1982 yılına ait vesayetçi YSK yasalarının, 2011 yılında bile hortlatılıp halkın seçtiği milletvekillerini nasıl Meclis dışına attığını ürkerek izliyoruz.
Devletin geleneksel refleksinin Kürt siyasetinin Meclis'e giden yolunu kesme girişimleri hala sürüyor ve12 Haziran'daki yüzde 50'lik demokrasi zaferinden sonra iktidarın bu hak gasplarına karşı sessizliği ve 'yasallığına' ilişkin açıklamaları daha da ürkütücü geliyor.
Çünkü 'görünürde' yasa, 'özde' ise otoriter rejim enstrümanı bu yasaların işletilmesiyle hak ihlallerinin adresi sonunda sokaklardan Meclis'e taşınmış oldu.
Seçmenlerin ehil ve irade sahibi olduklarını inkar ederek adil temsil hakkını çiğnemek ve vekilliklerine yine statüko tarafından 'el koymak' vesayetçi sistem değil de peki ne? Hele Kürt seçmenine bir kez daha temsil edilmeme travması yaşatılırken 'sükunet' tavsiyesiyle kim teskin edilecek...
Baştan aşağı yasakçı-otoriter seçim sisteminin bütün yasal polisiye engellerinin sonuna kadar işletildiği 12 Haziran seçimlerinde halkoyuyla seçilmiş tutuklu milletvekilleri eğer Meclis'e giremezse siyasi tarihimizin meşruiyeti en zayıf Meclis'i işbaşı yapacak.

Verilen Görev A -> Seçim yasaları üzerine metinde tek tırnak içinde verilen bütün ifadeleri sırala.

Çıkarılan Veriler ->
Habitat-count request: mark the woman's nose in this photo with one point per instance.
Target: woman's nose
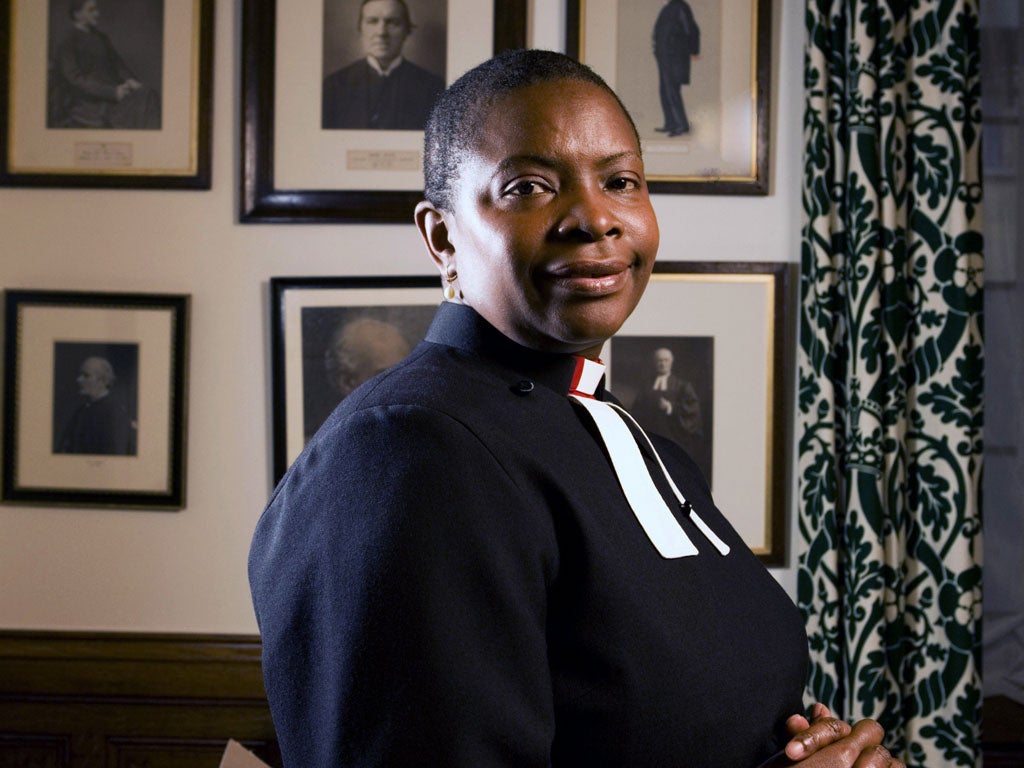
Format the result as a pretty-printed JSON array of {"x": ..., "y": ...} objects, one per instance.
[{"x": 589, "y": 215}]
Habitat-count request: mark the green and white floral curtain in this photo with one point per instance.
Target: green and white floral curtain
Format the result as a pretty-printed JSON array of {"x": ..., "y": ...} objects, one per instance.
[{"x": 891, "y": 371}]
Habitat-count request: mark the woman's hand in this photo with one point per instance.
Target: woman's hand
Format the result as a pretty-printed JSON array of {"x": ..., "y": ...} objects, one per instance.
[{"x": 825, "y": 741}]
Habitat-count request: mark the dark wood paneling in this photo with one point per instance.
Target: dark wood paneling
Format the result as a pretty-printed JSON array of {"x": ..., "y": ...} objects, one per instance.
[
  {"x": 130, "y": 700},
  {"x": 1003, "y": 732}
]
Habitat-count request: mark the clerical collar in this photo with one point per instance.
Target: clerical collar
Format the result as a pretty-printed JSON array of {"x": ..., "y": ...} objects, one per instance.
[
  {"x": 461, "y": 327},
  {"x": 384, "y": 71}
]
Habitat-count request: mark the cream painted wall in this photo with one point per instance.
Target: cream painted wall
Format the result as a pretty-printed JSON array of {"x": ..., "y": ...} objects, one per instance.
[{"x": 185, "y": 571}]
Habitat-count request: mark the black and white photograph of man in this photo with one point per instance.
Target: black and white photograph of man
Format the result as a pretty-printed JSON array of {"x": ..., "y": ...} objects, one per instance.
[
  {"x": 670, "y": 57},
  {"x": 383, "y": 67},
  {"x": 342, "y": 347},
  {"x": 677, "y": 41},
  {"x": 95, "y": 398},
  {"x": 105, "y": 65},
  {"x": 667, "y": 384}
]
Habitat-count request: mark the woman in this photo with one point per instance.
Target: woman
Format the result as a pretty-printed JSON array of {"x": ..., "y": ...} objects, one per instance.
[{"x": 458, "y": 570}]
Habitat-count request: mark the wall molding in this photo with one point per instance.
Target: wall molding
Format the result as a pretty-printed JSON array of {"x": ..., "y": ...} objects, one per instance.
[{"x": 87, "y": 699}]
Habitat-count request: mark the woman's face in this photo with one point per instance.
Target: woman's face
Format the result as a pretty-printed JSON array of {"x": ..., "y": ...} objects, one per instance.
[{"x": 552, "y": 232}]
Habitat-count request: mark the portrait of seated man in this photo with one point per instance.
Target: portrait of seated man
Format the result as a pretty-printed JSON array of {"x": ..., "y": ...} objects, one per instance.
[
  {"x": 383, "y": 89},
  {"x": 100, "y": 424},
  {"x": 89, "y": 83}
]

Verilen Görev B -> Satırlarda "Habitat-count request: mark the woman's face" ifadesini içeren satırdan satırların sonuna kadar uzanan bölümü, iki uç da dahil olmak üzere, aynen yinele.

Yazılı Yanıt A ->
'yasallığına'
'görünürde'
'özde'
'el koymak'
'sükunet'

Yazılı Yanıt B ->
Habitat-count request: mark the woman's face in this photo with one point per instance.
Target: woman's face
Format the result as a pretty-printed JSON array of {"x": ..., "y": ...} objects, one per instance.
[{"x": 552, "y": 232}]
Habitat-count request: mark the portrait of seated man in this photo with one point per instance.
Target: portrait of seated man
Format the result as a pretty-printed JSON array of {"x": ..., "y": ...} objects, one per instance.
[
  {"x": 383, "y": 89},
  {"x": 100, "y": 424},
  {"x": 89, "y": 83}
]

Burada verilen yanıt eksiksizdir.